▸ **PROMPT**: Restate every line of the material, word for word.
──────── RECORDS
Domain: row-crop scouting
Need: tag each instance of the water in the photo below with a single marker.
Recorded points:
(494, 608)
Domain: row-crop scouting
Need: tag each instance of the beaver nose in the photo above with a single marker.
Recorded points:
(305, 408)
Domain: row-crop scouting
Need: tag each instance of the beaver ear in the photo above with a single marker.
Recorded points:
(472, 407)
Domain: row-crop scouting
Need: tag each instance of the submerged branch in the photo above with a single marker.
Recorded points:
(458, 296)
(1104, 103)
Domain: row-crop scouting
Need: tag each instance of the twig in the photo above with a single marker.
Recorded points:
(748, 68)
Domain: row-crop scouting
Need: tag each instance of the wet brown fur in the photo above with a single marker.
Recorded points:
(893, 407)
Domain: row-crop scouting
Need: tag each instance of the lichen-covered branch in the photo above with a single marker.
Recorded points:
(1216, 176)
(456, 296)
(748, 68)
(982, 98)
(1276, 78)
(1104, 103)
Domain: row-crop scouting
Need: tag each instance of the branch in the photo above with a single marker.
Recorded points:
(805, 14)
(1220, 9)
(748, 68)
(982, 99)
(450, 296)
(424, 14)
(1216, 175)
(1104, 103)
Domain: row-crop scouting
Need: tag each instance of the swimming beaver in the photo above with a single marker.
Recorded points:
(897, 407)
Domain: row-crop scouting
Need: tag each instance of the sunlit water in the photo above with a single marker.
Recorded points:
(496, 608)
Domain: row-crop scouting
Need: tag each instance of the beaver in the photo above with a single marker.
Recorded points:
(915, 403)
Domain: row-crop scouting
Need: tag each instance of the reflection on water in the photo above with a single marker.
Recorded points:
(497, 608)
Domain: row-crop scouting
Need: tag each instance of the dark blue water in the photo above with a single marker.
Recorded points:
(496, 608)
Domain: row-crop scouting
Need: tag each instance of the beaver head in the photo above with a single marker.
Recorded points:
────────────────
▸ **TASK RESPONSE**:
Domain: row-crop scouting
Need: tag each instance of the water in the photo below with a single marker.
Recorded points:
(494, 608)
Domain: row-crop scouting
Need: tag each instance of the beaver nose in the photo above with a single marker.
Recorded points:
(305, 408)
Domain: row-crop scouting
Need: tag each instance of the beaver ear in the photo above with a single marker.
Recorded points:
(472, 407)
Domain: row-crop scouting
Need: tag each instance of the submerged branch in the photo above with a single marker.
Recorded points:
(458, 296)
(1104, 103)
Domain: row-crop scouting
Need: tag each instance of the twig in the photo above with a single marker.
Recorded points:
(748, 68)
Domain: row-crop scouting
Need: tag each instance of the wet brown fur in the photo above with a single marker.
Recorded points:
(893, 407)
Domain: row-crop scouting
Need: tag each instance of the lichen-covered branch in the photo above with a single marker.
Recorded points:
(1216, 176)
(456, 296)
(748, 68)
(982, 98)
(1276, 78)
(1104, 103)
Domain: row-crop scouting
Need: tag each instance of the branch in the photo above with a single marker.
Recorded points:
(805, 14)
(1220, 9)
(748, 68)
(982, 99)
(450, 296)
(424, 14)
(1216, 175)
(1104, 103)
Domain: row-crop scouting
Need: tag each instance of the swimming beaver in the photo above with a single marker.
Recorded points:
(897, 407)
Domain: row-crop scouting
Need: tag each instance of the sunlit water in the photo above with a single marker.
Recorded points:
(496, 608)
Domain: row-crop scouting
Need: tag each instance of the beaver in the photo above with a single marker.
Recorded points:
(915, 403)
Domain: row-crop scouting
Need: tag each instance of the reflection on water in the photo above with a single marker.
Recorded points:
(497, 608)
Domain: row-crop scouting
Need: tag each instance of the dark blue water in the photo above with a single marker.
Recorded points:
(496, 608)
Domain: row-crop scouting
Need: tag each instance of the beaver head in the photo above with a single marker.
Recorded points:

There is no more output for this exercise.